◆ **Source document**:
Is The DAO going to be DOA?

in #crypto-news8 years ago (edited)

The DAO is the latest Decentralized, Autonomous Organization to make major waves as they raised over $100 million worth of ETH tokens (12% of all ETH). The question remains, is it a good idea to invest in The DAO and have they learned anything from those who have gone before?

In this article I will talk about the experience gained from BitShares, not to promote BitShares as superior, but to highlight the hard lessons that can be learned from BitShares’ failures and how they might apply to The DAO.


Let me take a moment to share my credentials on the subject of DAOs. The first two words of DAO, Decentralized Autonomous, entered the crypto-currency lexicon after a discussion between my father and I back in 2013. I introduced the concept that a blockchain can be viewed as a DAC. It was because of these articles that Vitalik Buterin, one of the founders of The DAO, started exploring the concepts in a three part series .

The last word of DAC was changed from Company (or Corporation) to Organization in order to avoid unnecessary legal entanglements, but the concept remains the same.

Over the past three years I have worked with the BitShares community to implement the worlds first Decentralized Autonomous Organization based upon many of the same principles as The DAO. Money was raised, tokens were allocated, and token holders were given the ability to vote on how to spend community money and set blockchain parameters.

The latest incarnation of BitShares gave members joint control over a $6 million dollar reserve fund. Advanced consensus and voting systems were implemented to address voter apathy. Powers were divided. Participatory budgeting was adopted. The stakeholders have the ability to vote for hard forks that implement new features. BitShares even adopted fee-backed assets to help fund specific features. Every thing in the blockchain was parameterized and those parameters could be changed by elected committee members. BitShares has been and continues to be one of the most comprehensive examples of a self-governing DAC / DAO.

There is only one major technological difference between The DAO and BitShares, with The DAO, the blockchain smart contracts can change without all of the nodes having to upgrade. This difference is relatively trivial and ultimately irrelevant to the potential success or failure of The DAO. The reason this technical difference is irrelevant is because success and failure of a DAO/DAC depends not on the technology used, but entirely on how a community interacts with the technology and each other.

Smart Contracts cannot fix Dumb People

BitShares had all of the tools, the talent, and the money to do great things if only the BTS holders could agree on what should be done, who should be paid, and how much should be spent. So what lessons have we learned from BitShares’ experiment and how is The DAO doing anything meaningfully different to address it?

Poor Voter Participation

One of the first things we learned from BitShares is that the vast majority (90%+) of stakeholders did not participate in voting. This is due to the fact that voting requires time, energy, and skills that most investors lack. How many people have the economic, technical, and entrepreneurial skills to vote responsibly?

In order to boost participation BitShares 2.0 introduced proxy voting which centralized decision making into about a dozen elected proxies. Even with proxy voting, most people ultimately chose their preferred proxy along party/philosophical lines rather than considering individual proposals.

Stored entries
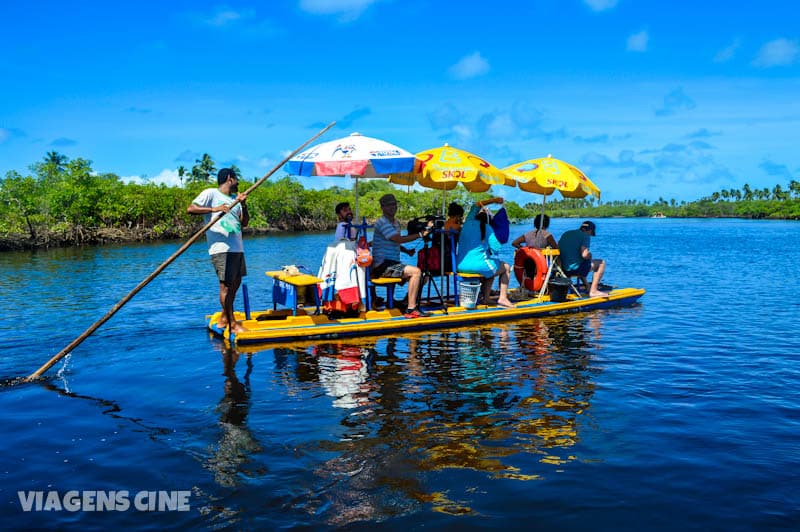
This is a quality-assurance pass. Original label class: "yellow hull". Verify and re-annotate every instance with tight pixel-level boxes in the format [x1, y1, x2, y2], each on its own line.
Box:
[206, 288, 645, 345]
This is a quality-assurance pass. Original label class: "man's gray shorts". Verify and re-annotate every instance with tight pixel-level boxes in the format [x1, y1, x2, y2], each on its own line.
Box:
[211, 253, 247, 284]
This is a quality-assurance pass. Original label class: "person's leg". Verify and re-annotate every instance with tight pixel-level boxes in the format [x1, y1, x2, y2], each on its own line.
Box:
[403, 266, 422, 309]
[481, 276, 499, 305]
[497, 262, 516, 308]
[225, 277, 247, 333]
[217, 281, 228, 329]
[589, 259, 608, 297]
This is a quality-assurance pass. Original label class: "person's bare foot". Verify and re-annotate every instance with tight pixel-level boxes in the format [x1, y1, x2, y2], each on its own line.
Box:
[231, 321, 250, 333]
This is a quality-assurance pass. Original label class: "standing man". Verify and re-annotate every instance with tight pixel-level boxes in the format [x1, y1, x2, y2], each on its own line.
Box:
[371, 194, 430, 318]
[558, 220, 608, 297]
[334, 201, 358, 240]
[186, 168, 250, 333]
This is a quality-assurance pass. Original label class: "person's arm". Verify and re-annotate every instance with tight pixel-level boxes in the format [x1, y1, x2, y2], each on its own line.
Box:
[478, 196, 505, 207]
[387, 224, 431, 244]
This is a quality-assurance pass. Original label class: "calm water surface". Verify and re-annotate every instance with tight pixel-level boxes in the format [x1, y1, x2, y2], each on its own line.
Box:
[0, 219, 800, 530]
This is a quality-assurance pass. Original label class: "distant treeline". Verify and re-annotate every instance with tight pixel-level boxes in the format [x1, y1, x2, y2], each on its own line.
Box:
[0, 152, 800, 250]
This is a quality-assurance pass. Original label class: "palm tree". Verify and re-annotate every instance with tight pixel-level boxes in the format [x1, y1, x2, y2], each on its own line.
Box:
[789, 179, 800, 197]
[44, 150, 69, 172]
[192, 153, 217, 183]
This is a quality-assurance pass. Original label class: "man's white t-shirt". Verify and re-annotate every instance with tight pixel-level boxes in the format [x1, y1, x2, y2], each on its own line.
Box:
[192, 188, 244, 255]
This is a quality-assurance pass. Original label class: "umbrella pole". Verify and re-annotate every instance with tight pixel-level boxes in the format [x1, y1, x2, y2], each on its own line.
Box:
[439, 189, 446, 306]
[354, 174, 358, 222]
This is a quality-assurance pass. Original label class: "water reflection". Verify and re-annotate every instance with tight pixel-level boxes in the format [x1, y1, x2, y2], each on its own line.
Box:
[205, 346, 261, 487]
[260, 316, 600, 526]
[273, 342, 375, 409]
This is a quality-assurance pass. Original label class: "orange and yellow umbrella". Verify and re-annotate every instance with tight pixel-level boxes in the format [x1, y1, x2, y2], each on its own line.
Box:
[503, 155, 600, 199]
[414, 144, 515, 192]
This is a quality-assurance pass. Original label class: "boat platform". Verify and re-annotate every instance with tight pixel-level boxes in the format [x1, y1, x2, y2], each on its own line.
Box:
[206, 288, 645, 345]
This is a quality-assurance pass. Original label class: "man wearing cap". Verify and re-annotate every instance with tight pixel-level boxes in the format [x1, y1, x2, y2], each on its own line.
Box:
[186, 168, 250, 333]
[558, 220, 608, 297]
[371, 194, 429, 318]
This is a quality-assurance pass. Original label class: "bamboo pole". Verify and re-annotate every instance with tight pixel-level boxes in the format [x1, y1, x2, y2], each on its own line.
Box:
[23, 122, 336, 382]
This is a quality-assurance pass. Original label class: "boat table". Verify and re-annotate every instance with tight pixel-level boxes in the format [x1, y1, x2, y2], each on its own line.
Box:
[266, 270, 323, 316]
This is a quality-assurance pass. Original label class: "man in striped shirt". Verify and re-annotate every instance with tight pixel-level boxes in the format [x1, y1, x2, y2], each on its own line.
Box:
[371, 194, 430, 318]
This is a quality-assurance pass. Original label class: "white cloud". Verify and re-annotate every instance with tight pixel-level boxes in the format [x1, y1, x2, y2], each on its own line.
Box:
[583, 0, 617, 11]
[714, 39, 741, 63]
[627, 30, 650, 52]
[448, 52, 490, 79]
[753, 39, 800, 68]
[300, 0, 377, 22]
[655, 87, 696, 116]
[192, 6, 255, 28]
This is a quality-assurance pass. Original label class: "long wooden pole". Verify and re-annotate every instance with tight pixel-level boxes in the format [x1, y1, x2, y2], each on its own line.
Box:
[23, 122, 336, 382]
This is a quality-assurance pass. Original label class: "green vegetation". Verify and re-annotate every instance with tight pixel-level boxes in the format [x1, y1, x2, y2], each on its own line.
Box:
[0, 151, 800, 250]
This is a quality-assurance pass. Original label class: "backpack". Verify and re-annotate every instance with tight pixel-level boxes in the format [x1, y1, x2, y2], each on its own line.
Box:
[356, 236, 372, 268]
[417, 246, 442, 273]
[489, 207, 511, 244]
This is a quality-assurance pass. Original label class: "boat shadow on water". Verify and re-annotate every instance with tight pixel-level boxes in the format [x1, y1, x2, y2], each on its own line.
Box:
[217, 315, 600, 526]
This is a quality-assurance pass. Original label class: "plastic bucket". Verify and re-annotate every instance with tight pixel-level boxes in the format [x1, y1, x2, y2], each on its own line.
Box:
[458, 281, 481, 308]
[547, 277, 572, 303]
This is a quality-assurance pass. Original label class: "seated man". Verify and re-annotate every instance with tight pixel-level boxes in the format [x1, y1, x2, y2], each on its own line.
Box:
[371, 194, 429, 318]
[558, 220, 608, 297]
[334, 201, 358, 240]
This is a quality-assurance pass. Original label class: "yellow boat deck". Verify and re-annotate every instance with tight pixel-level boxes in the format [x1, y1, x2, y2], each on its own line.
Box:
[206, 288, 645, 344]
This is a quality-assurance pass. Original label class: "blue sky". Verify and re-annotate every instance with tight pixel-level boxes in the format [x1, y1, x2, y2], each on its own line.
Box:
[0, 0, 800, 202]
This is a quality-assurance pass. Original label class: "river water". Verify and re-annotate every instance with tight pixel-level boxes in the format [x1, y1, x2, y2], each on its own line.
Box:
[0, 219, 800, 530]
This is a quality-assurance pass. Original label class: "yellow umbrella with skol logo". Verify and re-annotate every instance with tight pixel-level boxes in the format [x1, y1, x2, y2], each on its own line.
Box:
[503, 155, 600, 204]
[414, 144, 515, 192]
[404, 144, 516, 308]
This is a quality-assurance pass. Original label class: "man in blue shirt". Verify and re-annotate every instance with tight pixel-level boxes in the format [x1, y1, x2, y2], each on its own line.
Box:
[558, 220, 608, 297]
[186, 168, 250, 333]
[371, 194, 430, 318]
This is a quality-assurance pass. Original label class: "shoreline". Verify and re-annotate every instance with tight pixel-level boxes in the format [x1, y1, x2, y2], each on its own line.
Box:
[0, 215, 798, 253]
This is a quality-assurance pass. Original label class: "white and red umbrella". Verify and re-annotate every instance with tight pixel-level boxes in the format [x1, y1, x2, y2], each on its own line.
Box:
[286, 133, 414, 217]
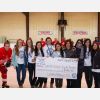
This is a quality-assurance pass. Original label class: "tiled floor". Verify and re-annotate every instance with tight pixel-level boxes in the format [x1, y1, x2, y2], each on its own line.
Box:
[0, 67, 94, 88]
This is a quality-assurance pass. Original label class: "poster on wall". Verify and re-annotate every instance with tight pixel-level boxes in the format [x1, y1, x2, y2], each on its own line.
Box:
[38, 31, 53, 35]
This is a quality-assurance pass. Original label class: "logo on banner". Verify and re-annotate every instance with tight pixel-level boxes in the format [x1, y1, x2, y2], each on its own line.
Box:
[38, 31, 53, 35]
[73, 31, 88, 35]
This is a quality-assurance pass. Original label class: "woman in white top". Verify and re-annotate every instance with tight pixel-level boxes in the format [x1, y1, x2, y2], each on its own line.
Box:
[33, 41, 45, 88]
[53, 43, 64, 88]
[12, 39, 27, 88]
[43, 37, 55, 88]
[92, 42, 100, 88]
[84, 39, 93, 88]
[26, 38, 36, 88]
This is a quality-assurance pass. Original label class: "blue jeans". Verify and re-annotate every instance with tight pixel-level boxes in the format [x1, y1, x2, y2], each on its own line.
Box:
[16, 64, 26, 86]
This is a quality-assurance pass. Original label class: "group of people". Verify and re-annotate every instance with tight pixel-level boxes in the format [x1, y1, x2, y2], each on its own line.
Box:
[0, 37, 100, 88]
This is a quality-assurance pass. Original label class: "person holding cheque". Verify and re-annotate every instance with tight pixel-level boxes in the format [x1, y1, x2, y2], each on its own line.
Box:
[25, 38, 36, 88]
[64, 40, 77, 88]
[53, 43, 64, 88]
[12, 39, 27, 88]
[43, 37, 54, 88]
[0, 40, 12, 88]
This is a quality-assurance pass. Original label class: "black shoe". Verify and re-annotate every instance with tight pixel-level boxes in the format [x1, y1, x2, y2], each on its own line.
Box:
[2, 84, 10, 88]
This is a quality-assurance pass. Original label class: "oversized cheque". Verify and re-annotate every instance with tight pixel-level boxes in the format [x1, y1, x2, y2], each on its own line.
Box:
[36, 57, 78, 79]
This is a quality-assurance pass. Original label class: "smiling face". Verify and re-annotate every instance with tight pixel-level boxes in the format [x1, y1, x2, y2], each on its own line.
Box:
[85, 40, 90, 47]
[27, 40, 32, 47]
[55, 44, 61, 51]
[17, 40, 23, 47]
[93, 43, 98, 50]
[66, 42, 71, 49]
[46, 39, 52, 45]
[4, 44, 10, 51]
[37, 43, 42, 49]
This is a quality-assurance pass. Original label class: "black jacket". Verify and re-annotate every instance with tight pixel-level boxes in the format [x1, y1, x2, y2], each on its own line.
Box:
[93, 50, 100, 69]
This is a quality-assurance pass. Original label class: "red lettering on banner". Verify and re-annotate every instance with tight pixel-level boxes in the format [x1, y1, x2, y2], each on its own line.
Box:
[73, 31, 88, 35]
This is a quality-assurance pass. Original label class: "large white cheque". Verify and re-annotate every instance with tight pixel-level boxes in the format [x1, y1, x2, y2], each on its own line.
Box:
[36, 57, 78, 79]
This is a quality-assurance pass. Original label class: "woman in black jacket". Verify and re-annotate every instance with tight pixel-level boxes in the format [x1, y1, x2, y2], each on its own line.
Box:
[84, 39, 93, 88]
[75, 39, 84, 88]
[64, 40, 77, 88]
[92, 43, 100, 88]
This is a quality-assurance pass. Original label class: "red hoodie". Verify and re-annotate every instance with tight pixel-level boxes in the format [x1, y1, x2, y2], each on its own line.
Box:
[0, 47, 12, 65]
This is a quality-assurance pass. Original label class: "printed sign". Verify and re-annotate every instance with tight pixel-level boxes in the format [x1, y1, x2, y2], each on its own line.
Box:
[36, 57, 78, 79]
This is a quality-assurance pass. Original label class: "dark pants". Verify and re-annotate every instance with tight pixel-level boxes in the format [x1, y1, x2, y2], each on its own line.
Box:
[43, 78, 54, 84]
[35, 77, 44, 88]
[76, 67, 84, 88]
[28, 63, 37, 87]
[50, 78, 54, 84]
[67, 79, 77, 88]
[93, 72, 100, 88]
[84, 66, 93, 88]
[16, 64, 26, 86]
[55, 78, 63, 88]
[43, 78, 47, 84]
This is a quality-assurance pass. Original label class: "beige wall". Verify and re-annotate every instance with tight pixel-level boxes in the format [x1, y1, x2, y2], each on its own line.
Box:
[65, 12, 98, 41]
[0, 12, 26, 40]
[0, 12, 98, 42]
[30, 13, 58, 42]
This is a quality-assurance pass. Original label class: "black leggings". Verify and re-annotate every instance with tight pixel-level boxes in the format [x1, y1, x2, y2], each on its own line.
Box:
[93, 72, 100, 88]
[84, 66, 93, 88]
[35, 77, 44, 88]
[28, 63, 37, 86]
[55, 78, 63, 88]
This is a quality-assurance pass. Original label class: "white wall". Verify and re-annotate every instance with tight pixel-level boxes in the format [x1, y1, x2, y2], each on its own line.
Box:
[0, 12, 26, 40]
[65, 12, 98, 41]
[30, 12, 58, 42]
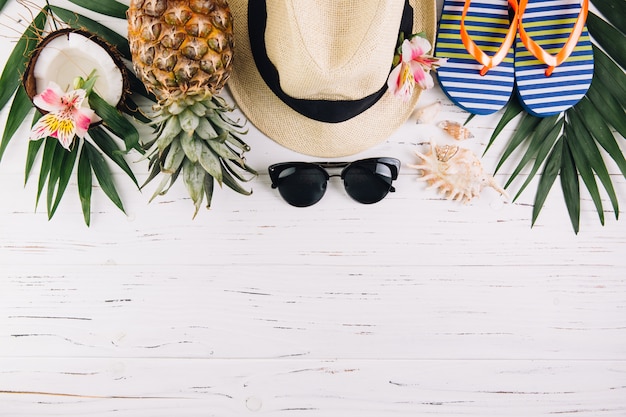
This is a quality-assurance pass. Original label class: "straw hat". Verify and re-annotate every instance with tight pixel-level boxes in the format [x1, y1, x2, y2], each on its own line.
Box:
[228, 0, 436, 157]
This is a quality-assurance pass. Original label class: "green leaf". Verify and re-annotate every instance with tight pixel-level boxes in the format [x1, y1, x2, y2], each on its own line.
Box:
[531, 137, 564, 226]
[0, 11, 47, 110]
[50, 6, 131, 60]
[504, 115, 560, 188]
[222, 162, 252, 195]
[561, 140, 580, 234]
[88, 126, 139, 187]
[183, 159, 207, 217]
[76, 145, 92, 226]
[204, 175, 215, 209]
[48, 144, 78, 219]
[69, 0, 128, 19]
[574, 97, 626, 177]
[0, 85, 33, 161]
[587, 12, 626, 68]
[483, 100, 523, 155]
[24, 139, 44, 185]
[35, 137, 58, 207]
[566, 108, 619, 220]
[83, 142, 126, 213]
[591, 0, 626, 33]
[89, 93, 142, 152]
[561, 120, 604, 226]
[46, 141, 68, 220]
[513, 118, 565, 201]
[196, 141, 222, 186]
[495, 113, 541, 172]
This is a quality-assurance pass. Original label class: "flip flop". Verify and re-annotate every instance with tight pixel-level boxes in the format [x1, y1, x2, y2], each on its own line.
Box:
[435, 0, 517, 115]
[515, 0, 593, 117]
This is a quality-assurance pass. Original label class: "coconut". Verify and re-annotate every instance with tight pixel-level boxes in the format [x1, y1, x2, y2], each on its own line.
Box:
[23, 28, 128, 113]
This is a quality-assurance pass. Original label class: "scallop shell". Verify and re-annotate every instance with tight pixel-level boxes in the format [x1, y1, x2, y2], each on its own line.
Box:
[409, 141, 508, 203]
[411, 100, 443, 124]
[437, 120, 474, 140]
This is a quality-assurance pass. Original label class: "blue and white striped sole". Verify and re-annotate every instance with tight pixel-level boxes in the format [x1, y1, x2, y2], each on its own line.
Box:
[515, 0, 593, 117]
[435, 0, 514, 115]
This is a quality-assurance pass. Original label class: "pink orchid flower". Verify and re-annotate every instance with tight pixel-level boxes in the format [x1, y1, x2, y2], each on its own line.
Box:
[387, 36, 445, 101]
[30, 82, 100, 150]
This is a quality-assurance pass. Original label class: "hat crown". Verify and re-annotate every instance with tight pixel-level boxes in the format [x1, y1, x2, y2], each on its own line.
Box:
[265, 0, 404, 100]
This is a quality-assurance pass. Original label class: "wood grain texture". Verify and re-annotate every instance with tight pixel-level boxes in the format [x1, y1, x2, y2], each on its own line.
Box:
[0, 1, 626, 417]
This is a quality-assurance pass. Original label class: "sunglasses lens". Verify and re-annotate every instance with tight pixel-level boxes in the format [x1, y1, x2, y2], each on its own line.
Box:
[343, 160, 394, 204]
[278, 165, 327, 207]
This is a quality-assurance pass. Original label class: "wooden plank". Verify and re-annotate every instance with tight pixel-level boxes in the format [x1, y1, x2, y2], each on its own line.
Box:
[0, 358, 626, 417]
[0, 263, 626, 361]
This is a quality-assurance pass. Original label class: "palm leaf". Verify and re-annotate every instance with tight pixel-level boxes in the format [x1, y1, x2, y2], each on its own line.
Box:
[83, 141, 126, 213]
[89, 126, 139, 187]
[487, 4, 626, 233]
[559, 137, 580, 234]
[48, 145, 78, 219]
[532, 138, 563, 225]
[76, 142, 92, 226]
[0, 86, 33, 161]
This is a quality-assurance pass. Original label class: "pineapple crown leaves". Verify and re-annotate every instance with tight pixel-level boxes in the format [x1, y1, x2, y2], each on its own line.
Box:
[142, 95, 257, 217]
[0, 0, 151, 225]
[482, 0, 626, 233]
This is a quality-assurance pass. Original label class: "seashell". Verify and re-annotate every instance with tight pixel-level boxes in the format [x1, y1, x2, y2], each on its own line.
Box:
[437, 120, 474, 140]
[411, 100, 443, 124]
[409, 141, 509, 203]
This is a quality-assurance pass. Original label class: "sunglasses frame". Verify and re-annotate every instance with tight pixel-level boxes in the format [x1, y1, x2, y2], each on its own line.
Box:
[268, 157, 401, 205]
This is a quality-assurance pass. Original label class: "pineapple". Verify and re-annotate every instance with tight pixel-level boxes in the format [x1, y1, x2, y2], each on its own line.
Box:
[127, 0, 256, 216]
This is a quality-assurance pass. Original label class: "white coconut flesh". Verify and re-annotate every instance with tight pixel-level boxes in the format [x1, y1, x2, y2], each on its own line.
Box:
[33, 32, 124, 106]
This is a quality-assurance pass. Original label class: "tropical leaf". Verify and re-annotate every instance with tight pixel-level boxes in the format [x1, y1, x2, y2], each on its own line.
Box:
[505, 118, 565, 201]
[89, 126, 139, 187]
[504, 116, 563, 188]
[483, 93, 524, 155]
[83, 141, 126, 213]
[76, 146, 92, 226]
[35, 137, 58, 207]
[566, 109, 619, 219]
[560, 137, 580, 234]
[531, 137, 563, 225]
[69, 0, 128, 19]
[487, 0, 626, 233]
[88, 92, 143, 152]
[0, 86, 33, 161]
[48, 145, 78, 219]
[495, 114, 541, 172]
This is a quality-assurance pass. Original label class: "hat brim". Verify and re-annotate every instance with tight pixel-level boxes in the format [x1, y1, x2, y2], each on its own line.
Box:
[227, 0, 437, 157]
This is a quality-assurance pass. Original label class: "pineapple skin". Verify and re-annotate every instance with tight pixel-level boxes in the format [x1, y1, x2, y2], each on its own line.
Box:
[127, 0, 233, 104]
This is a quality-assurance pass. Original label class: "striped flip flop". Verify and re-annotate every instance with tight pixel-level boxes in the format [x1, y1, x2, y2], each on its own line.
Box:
[515, 0, 593, 117]
[435, 0, 517, 115]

◆ **Set tasks**:
1. Can you write out the stored entries again, starting at the beginning of the entries and ending at the line that contains "[589, 259, 608, 297]", switching "quality-assurance pass" to "quality-control review" and changing nothing else? Leave the pictures out.
2. Can you resume the article on The DAO and the lessons from BitShares from where it stops?

◆ **Exercise responses**:
1.
This is a quality-control review. Original label class: "yellow hull". Verify and re-annotate every instance with tight pixel-level boxes in the format [x1, y1, x2, y2], each on its own line.
Box:
[206, 288, 645, 345]
This is a quality-control review. Original label class: "man's gray shorts". Verify and re-annotate every instance with tight pixel-level boxes in the format [x1, y1, x2, y2], each on its own line.
Box:
[211, 253, 247, 284]
This is a quality-control review. Original label class: "person's leg". Verify and re-annotate every instance with tight pixel-level boxes in the format [x1, y1, x2, y2], each on its own line.
Box:
[403, 266, 422, 309]
[481, 276, 499, 305]
[497, 262, 516, 308]
[225, 277, 247, 333]
[217, 281, 228, 329]
[589, 259, 608, 297]

2.
The DAO currently requires a level of voter participation that is much higher than BitShares has ever seen for a worker proposal. Even with proxies the highest level of consensus stakeholders have achieved is just a tad over (20%). This means The DAO is expecting much higher levels of participation of voters without using proxies. Unless the majority of DAO stake is held in a few active hands, this will be very hard to achieve.

Perhaps even more interesting with The DAO, once you vote for something you are no longer allowed to split your ETH out and form a new DAO. This means that you have much to lose by voting and much to gain by not voting. With an initial quorum of 20% it will be very challenging to get enough agreement, especially with the downsides associated with actually voting.

Anti-Spending Movement

It didn’t take long for the BitShares community to realize that funding projects today would cause a short-term fall in the value of BitShares. Unable to bear the short-term paper-loss and psychological impact of a lower market cap, people started electing proxies that would vote against all spending proposals.

With The DAO the same principles are at work. Every time a project is funded, the amount of ETH backing the DAO tokens falls and is replaced with speculative IOU from a contractor. What is worse, when the ETH is sold to fund the projects the value of all ETH falls. Since The DAO keeps its savings in ETH, the actual cost of funding a proposal includes any loss value caused by selling ETH.

Considering many of the investors in the DAO also hold ETH there is a conflict of interest in their voting preferences. Most individuals will see the short-term cost (loss of liquidity) of authorizing spending to be much higher than the long-term benefit. After all, authorizing a $1 million dollar project will cause the DAO to lose 1% of its capital today and would likely move the Etheruem price by more than 1% down as everyone attempts to front-run the sell pressure created by the project. In the long-run the project may add value to Etheruem and the DAO, but the long-run is often years away.

Smart speculators know they can make the most money by not tying up their capital during the no-growth phase. They will sell today and buy back in closer to the completion the project.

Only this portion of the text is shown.